Please write out the records again, changing "Example line" to "Sample line" and leaving everything else as it is.

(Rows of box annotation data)
= = = = = = =
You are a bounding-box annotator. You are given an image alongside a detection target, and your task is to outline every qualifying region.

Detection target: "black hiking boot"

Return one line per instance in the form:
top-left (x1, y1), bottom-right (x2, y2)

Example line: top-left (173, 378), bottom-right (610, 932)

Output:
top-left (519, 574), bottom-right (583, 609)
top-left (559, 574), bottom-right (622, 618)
= = = = = = =
Complete output
You are a bounding-box annotator. You are given an image alongside a detection target, and your task is to outline every qualifying region.

Detection target: "black hiking boot"

Return one line per instance in the form:
top-left (x1, y1), bottom-right (x2, y2)

Sample line: top-left (173, 378), bottom-right (610, 932)

Output:
top-left (519, 574), bottom-right (583, 609)
top-left (559, 574), bottom-right (622, 618)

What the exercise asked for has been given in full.